** Given information **
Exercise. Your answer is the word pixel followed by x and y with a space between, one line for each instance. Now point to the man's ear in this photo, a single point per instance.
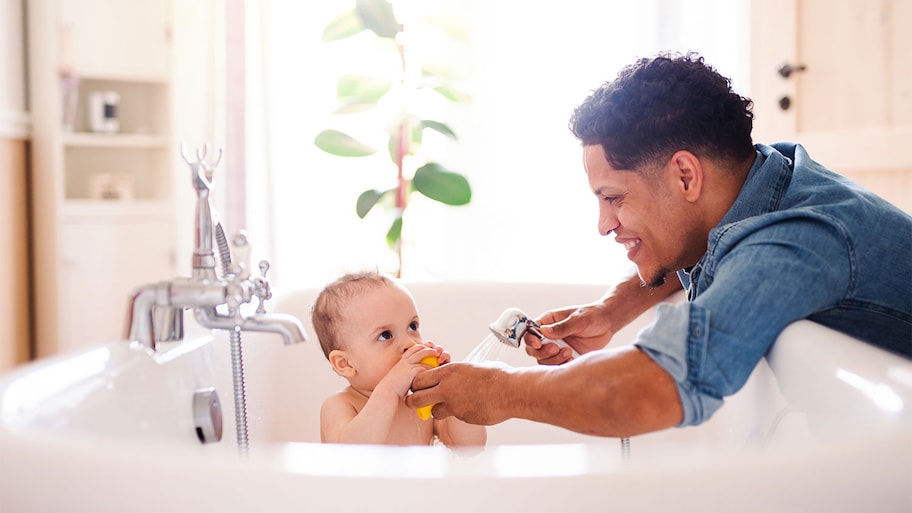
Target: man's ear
pixel 688 172
pixel 339 361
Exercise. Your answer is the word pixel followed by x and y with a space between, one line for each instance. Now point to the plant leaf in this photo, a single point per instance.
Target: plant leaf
pixel 377 15
pixel 341 144
pixel 394 233
pixel 439 127
pixel 366 202
pixel 440 184
pixel 361 87
pixel 344 25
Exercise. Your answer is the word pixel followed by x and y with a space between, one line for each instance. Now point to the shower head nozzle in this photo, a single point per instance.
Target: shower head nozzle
pixel 512 324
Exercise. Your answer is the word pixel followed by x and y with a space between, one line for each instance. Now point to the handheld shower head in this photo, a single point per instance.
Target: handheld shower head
pixel 513 324
pixel 510 327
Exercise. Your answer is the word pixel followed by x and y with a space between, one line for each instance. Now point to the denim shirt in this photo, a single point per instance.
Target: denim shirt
pixel 799 242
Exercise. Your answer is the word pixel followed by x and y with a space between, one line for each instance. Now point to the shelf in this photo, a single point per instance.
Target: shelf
pixel 92 140
pixel 115 209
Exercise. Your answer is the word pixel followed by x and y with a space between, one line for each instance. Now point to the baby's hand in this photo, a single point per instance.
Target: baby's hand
pixel 442 355
pixel 399 378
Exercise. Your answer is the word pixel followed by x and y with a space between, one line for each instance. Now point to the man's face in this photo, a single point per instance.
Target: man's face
pixel 647 215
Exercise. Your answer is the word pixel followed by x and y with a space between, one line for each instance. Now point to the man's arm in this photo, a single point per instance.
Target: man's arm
pixel 615 392
pixel 590 327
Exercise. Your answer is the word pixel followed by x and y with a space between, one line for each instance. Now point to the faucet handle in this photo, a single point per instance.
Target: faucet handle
pixel 241 261
pixel 263 291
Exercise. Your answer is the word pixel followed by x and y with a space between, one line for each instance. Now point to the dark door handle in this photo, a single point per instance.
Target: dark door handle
pixel 787 69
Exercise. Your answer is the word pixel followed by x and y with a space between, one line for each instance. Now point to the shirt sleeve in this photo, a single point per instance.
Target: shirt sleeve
pixel 759 282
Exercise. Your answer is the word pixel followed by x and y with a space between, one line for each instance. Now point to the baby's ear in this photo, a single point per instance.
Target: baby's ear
pixel 340 364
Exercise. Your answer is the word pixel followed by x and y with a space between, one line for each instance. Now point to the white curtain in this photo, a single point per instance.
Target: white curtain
pixel 532 217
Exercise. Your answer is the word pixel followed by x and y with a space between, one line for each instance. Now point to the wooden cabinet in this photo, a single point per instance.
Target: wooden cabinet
pixel 102 200
pixel 849 100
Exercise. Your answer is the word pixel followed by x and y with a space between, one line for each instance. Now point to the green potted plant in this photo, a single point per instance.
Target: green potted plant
pixel 356 93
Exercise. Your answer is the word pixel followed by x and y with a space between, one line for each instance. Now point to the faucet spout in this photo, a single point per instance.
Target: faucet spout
pixel 288 326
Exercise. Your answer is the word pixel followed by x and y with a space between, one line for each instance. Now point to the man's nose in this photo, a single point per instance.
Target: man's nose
pixel 608 221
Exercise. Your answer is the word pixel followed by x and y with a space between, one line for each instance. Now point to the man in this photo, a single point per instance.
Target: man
pixel 760 237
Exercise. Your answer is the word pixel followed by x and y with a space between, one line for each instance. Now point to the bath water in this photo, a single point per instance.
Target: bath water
pixel 488 349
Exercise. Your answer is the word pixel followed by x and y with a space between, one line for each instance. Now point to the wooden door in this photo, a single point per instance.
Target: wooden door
pixel 846 94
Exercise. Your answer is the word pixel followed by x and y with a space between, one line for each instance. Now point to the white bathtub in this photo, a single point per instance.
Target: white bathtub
pixel 825 425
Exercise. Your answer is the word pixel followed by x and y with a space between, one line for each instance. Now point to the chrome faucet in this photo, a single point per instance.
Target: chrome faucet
pixel 156 310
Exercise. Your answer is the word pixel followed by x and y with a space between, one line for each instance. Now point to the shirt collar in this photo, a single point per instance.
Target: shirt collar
pixel 766 183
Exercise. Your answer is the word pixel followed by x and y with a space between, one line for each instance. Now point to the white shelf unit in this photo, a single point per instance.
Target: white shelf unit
pixel 102 203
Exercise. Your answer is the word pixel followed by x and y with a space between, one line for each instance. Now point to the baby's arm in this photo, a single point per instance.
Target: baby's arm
pixel 341 422
pixel 452 431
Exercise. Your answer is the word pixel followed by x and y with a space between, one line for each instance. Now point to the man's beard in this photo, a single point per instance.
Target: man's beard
pixel 657 281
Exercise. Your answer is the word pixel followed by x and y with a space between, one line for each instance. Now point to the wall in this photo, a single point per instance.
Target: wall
pixel 14 134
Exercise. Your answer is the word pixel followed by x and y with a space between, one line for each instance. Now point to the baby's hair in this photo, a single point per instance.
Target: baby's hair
pixel 326 312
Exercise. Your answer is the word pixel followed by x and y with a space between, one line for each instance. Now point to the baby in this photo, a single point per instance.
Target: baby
pixel 368 328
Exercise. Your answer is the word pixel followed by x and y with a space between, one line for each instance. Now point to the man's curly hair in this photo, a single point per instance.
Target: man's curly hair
pixel 657 106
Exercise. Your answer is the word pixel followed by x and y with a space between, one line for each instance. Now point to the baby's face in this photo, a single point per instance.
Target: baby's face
pixel 379 326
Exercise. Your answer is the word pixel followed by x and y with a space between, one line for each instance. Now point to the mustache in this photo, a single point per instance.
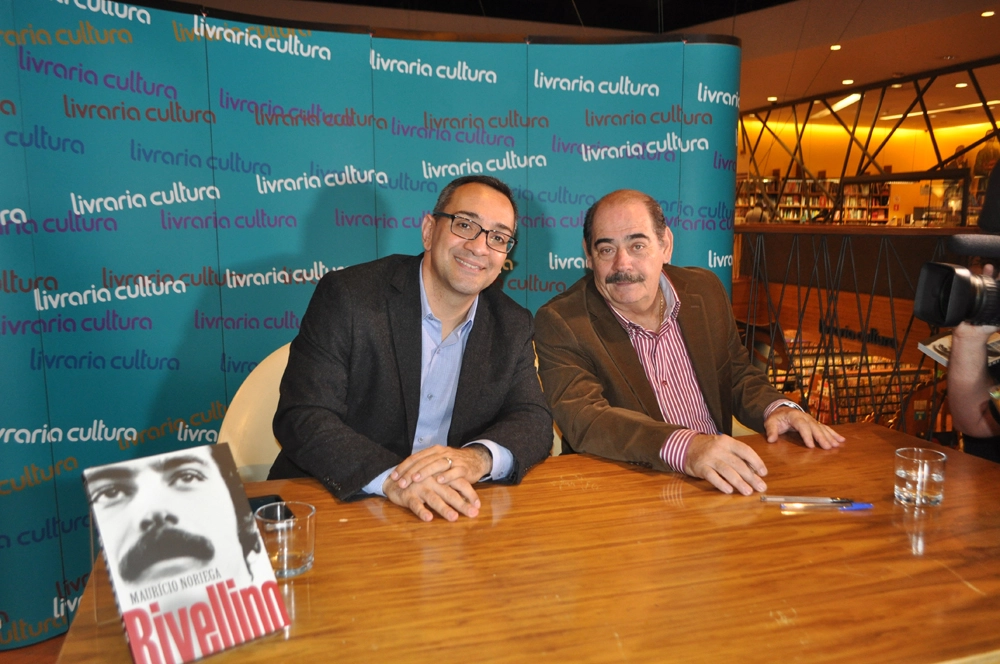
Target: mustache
pixel 163 544
pixel 624 278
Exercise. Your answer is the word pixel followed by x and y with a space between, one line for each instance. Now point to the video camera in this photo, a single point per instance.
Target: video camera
pixel 949 294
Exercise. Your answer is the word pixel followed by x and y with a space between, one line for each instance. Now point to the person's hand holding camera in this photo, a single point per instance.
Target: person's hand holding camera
pixel 969 380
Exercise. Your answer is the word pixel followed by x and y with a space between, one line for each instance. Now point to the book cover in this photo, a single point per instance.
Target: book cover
pixel 187 564
pixel 938 348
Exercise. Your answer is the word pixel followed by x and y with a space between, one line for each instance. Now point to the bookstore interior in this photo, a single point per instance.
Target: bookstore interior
pixel 840 200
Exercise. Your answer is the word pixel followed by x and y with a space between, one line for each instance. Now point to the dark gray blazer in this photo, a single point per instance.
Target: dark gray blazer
pixel 350 394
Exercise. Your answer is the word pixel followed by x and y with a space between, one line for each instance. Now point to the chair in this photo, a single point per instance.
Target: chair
pixel 247 424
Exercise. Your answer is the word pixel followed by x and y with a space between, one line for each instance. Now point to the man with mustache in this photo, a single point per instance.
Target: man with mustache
pixel 413 377
pixel 641 360
pixel 173 514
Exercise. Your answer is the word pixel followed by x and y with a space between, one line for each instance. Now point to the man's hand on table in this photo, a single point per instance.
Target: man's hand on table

** Required task **
Render every line of the records above as a Markdown table with the columns "Row" and "Line", numbering the rows and skipping blank lines. Leave the pictures out.

** Reply to the exercise **
| Row | Line |
|---|---|
| 1 | Exercise. Your answer is the word pixel followed by x and y with a space between, one line for each instance. Now point to the man's ear in this photo, a single point per instance. |
| 2 | Target: man's ear |
| 3 | pixel 688 172 |
| 4 | pixel 339 361 |
| 5 | Exercise. Your answer is the word pixel followed by x and y with a space between, one line for each instance. Now point to the plant leaf in this photo, a single point per instance. |
| 6 | Target: plant leaf |
| 7 | pixel 377 15 |
| 8 | pixel 341 144 |
| 9 | pixel 394 233 |
| 10 | pixel 439 127 |
| 11 | pixel 366 202 |
| 12 | pixel 440 184 |
| 13 | pixel 361 87 |
| 14 | pixel 344 25 |
| 15 | Exercise. Your answer is the word pixel followed by x and y with a space between, one line for each instance. Now point to the shower head nozzle in this photo, a single point per instance. |
| 16 | Target: shower head nozzle |
| 17 | pixel 512 324 |
| 18 | Exercise. Your answer is the word pixel followed by x and y with a space between, one line for each instance. Now point to the handheld shower head in this photo, a single point per instance. |
| 19 | Target: handheld shower head |
| 20 | pixel 513 324 |
| 21 | pixel 510 327 |
| 22 | Exercise. Your answer is the word pixel followed by x and y with a space between, one line for each instance. Now point to the denim shirt in this photo, a single point per instance. |
| 23 | Target: denim shirt |
| 24 | pixel 799 242 |
| 25 | Exercise. Your answer is the word pixel followed by x and y with a space between, one line for each instance. Now point to the shelf in this photo, a single point per instance. |
| 26 | Target: shelf |
| 27 | pixel 92 140 |
| 28 | pixel 115 209 |
| 29 | Exercise. Your answer is the word pixel followed by x and y with a space between, one line for each instance. Now point to the baby's hand in this photo, a single point per instance. |
| 30 | Target: baby's hand |
| 31 | pixel 442 355 |
| 32 | pixel 399 378 |
| 33 | Exercise. Your answer is the word pixel followed by x and y with a space between, one line for each instance. Now point to the man's face in this photo, a single point per instance. |
| 34 | Target: man's face |
| 35 | pixel 647 215 |
| 36 | Exercise. Your answer is the word pixel followed by x and y with a space between, one line for each instance. Now point to the man's arm in this photo, a single point per instance. |
| 37 | Target: man's arm |
| 38 | pixel 615 392 |
| 39 | pixel 590 327 |
| 40 | Exercise. Your answer is the word pixel followed by x and y with a space between, one line for each instance. Now point to the faucet handle in this photo, a single point per instance. |
| 41 | Target: faucet handle |
| 42 | pixel 241 261 |
| 43 | pixel 263 291 |
| 44 | Exercise. Your answer is the word pixel followed by x and y with a space between, one line for each instance. Now point to the dark door handle in this photo, a single point per instance. |
| 45 | Target: dark door handle |
| 46 | pixel 787 69 |
| 47 | Exercise. Your answer is the word pixel followed by x and y with a space between, one line for each instance. Now point to the shirt sleeve in this photo, a single point per instance. |
| 48 | Target: shirt sleeve |
| 49 | pixel 759 282 |
| 50 | Exercise. Your answer is the word pixel followed by x and y with a space between, one line for each instance. Now point to the baby's ear in this photo, a single point per instance. |
| 51 | Target: baby's ear |
| 52 | pixel 340 364 |
| 53 | Exercise. Your answer is the word pixel followed by x and y with a space between, one line for each instance. Now point to the white curtain in this photo, a single point per instance. |
| 54 | Target: white curtain |
| 55 | pixel 532 217 |
| 56 | Exercise. Your answer is the word pixel followed by x and y with a space between, one line for each instance. Now point to the wooden cabinet in this photo, a single point per instance. |
| 57 | Target: wooden cabinet |
| 58 | pixel 102 200 |
| 59 | pixel 849 100 |
| 60 | Exercise. Your answer is the word pixel followed by x and y with a space between, one line for each instance. Now point to the green potted plant in this photo, a single point per instance. |
| 61 | Target: green potted plant |
| 62 | pixel 356 93 |
| 63 | Exercise. Your answer is the word pixel followed by x and y with a space between, one line for each instance. Now point to the faucet spout in this photo, a single point per instance. |
| 64 | Target: faucet spout |
| 65 | pixel 288 326 |
| 66 | Exercise. Your answer is the word pixel followed by x and y with a space between, one line for each instance. Now point to the man's nose in this photo, a single point per instance. |
| 67 | Target: man's nose |
| 68 | pixel 608 221 |
| 69 | Exercise. Your answer is the word pixel followed by x and y with a space between, one line for each instance. Now point to the man in this photo, a single point per instance. |
| 70 | Target: man |
| 71 | pixel 760 237 |
| 72 | Exercise. Your answer is the word pixel followed by x and y with a space between, one line for each instance. Now point to the bath water in this photo, a single point per instance. |
| 73 | Target: bath water |
| 74 | pixel 488 349 |
| 75 | Exercise. Your answer is the word pixel followed by x and y with a space between, one line for each instance. Now point to the wooden door in this photo, a single point per instance. |
| 76 | Target: wooden door |
| 77 | pixel 846 94 |
| 78 | Exercise. Your answer is the word pixel followed by x and y with a space between, one line for each instance. Now point to the white bathtub in this photo, a single point per instance. |
| 79 | Target: white bathtub |
| 80 | pixel 825 425 |
| 81 | Exercise. Your answer is the word pixel followed by x and y with a space between, one line for each instance. Now point to the chrome faucet in this photo, a single point per instance. |
| 82 | Target: chrome faucet |
| 83 | pixel 156 310 |
| 84 | Exercise. Your answer is the word pixel followed by x and y with a space between, one line for each instance. Now point to the shirt collar in this photo, a single point per instance. |
| 85 | Target: shirt collar |
| 86 | pixel 766 183 |
| 87 | Exercise. Your answer is the word pixel followed by x and y with a space between, one line for each instance. Now point to the white shelf unit in this photo, a single point per instance. |
| 88 | Target: white shelf unit |
| 89 | pixel 102 203 |
| 90 | Exercise. Your answer is the word pixel followed by x and y with a space between, one line for each instance. Now point to the baby's arm in this photo, a single point per instance. |
| 91 | Target: baby's arm |
| 92 | pixel 341 422 |
| 93 | pixel 452 431 |
| 94 | Exercise. Your answer is the word pixel followed by x and y with a space between, one line for each instance. Now point to the man's beard in this photo, a single point per instance. |
| 95 | Target: man's beard |
| 96 | pixel 657 281 |
| 97 | Exercise. Your answer is the word pixel followed by x and y with a space between, one line for each instance. Now point to the wall in this photo, a single point per instance. |
| 98 | Target: wall |
| 99 | pixel 14 134 |
| 100 | Exercise. Your answer is the word pixel followed by x and y with a space between, one line for each instance. Now point to the baby's hair in this photo, a single point per instance. |
| 101 | Target: baby's hair |
| 102 | pixel 326 312 |
| 103 | Exercise. Your answer is the word pixel followed by x and y with a space between, one line for each instance. Now point to the baby in this photo, a single point per instance. |
| 104 | Target: baby |
| 105 | pixel 368 328 |
| 106 | Exercise. Your answer is the word pixel followed by x and y with a space between, one line for each instance. Now point to the man's curly hair in this photo, a single point per instance. |
| 107 | Target: man's curly hair |
| 108 | pixel 657 106 |
| 109 | Exercise. Your answer is the word pixel followed by x and y with a space between, one line for each instance. Now point to the baby's face in this photo, a single point per instance. |
| 110 | Target: baby's face |
| 111 | pixel 379 326 |
| 112 | Exercise. Your answer is the word pixel followed by x and y with a space between, one line for each instance. Now point to the mustache in this photo, a single point per instance. |
| 113 | Target: mustache |
| 114 | pixel 163 544 |
| 115 | pixel 624 278 |
| 116 | Exercise. Your answer is the word pixel followed by x and y with a space between, one line for each instance. Now point to the video camera in this photo, a single point per instance. |
| 117 | Target: video camera |
| 118 | pixel 949 294 |
| 119 | Exercise. Your answer is the word pixel followed by x and y with a space between, one line for each instance. Now point to the person's hand holding camera in this photo, a single point per instance. |
| 120 | Target: person's hand holding camera |
| 121 | pixel 969 380 |
| 122 | Exercise. Your answer is the word pixel followed by x and y with a space between, one line for each instance. Now point to the book cover in this photo, a single point per instance. |
| 123 | Target: book cover |
| 124 | pixel 187 564 |
| 125 | pixel 938 348 |
| 126 | Exercise. Your answer is the word pixel followed by x and y with a space between, one line for each instance. Now point to the bookstore interior in this photo, a single point per instance. |
| 127 | Target: bookstore interior |
| 128 | pixel 840 200 |
| 129 | Exercise. Your answer is the word pixel followed by x and y with a space between, one line for each instance. Now point to the dark gray blazer in this photo, a single point per instance. |
| 130 | Target: dark gray blazer |
| 131 | pixel 350 394 |
| 132 | Exercise. Your answer is the word pixel followed by x and y with a space between, one line for each instance. Now point to the chair in this photo, a single point per instance. |
| 133 | Target: chair |
| 134 | pixel 247 424 |
| 135 | Exercise. Your answer is the word pixel followed by x and y with a space between, one line for each instance. Now point to the man with mustache in this photo, a single point per instance. |
| 136 | Target: man with mustache |
| 137 | pixel 413 377 |
| 138 | pixel 641 360 |
| 139 | pixel 173 514 |
| 140 | Exercise. Your answer is the word pixel followed by x and y with a space between, one line for each instance. Now point to the man's hand on table in this photo, a single point per instance. |
| 141 | Target: man's hand on table |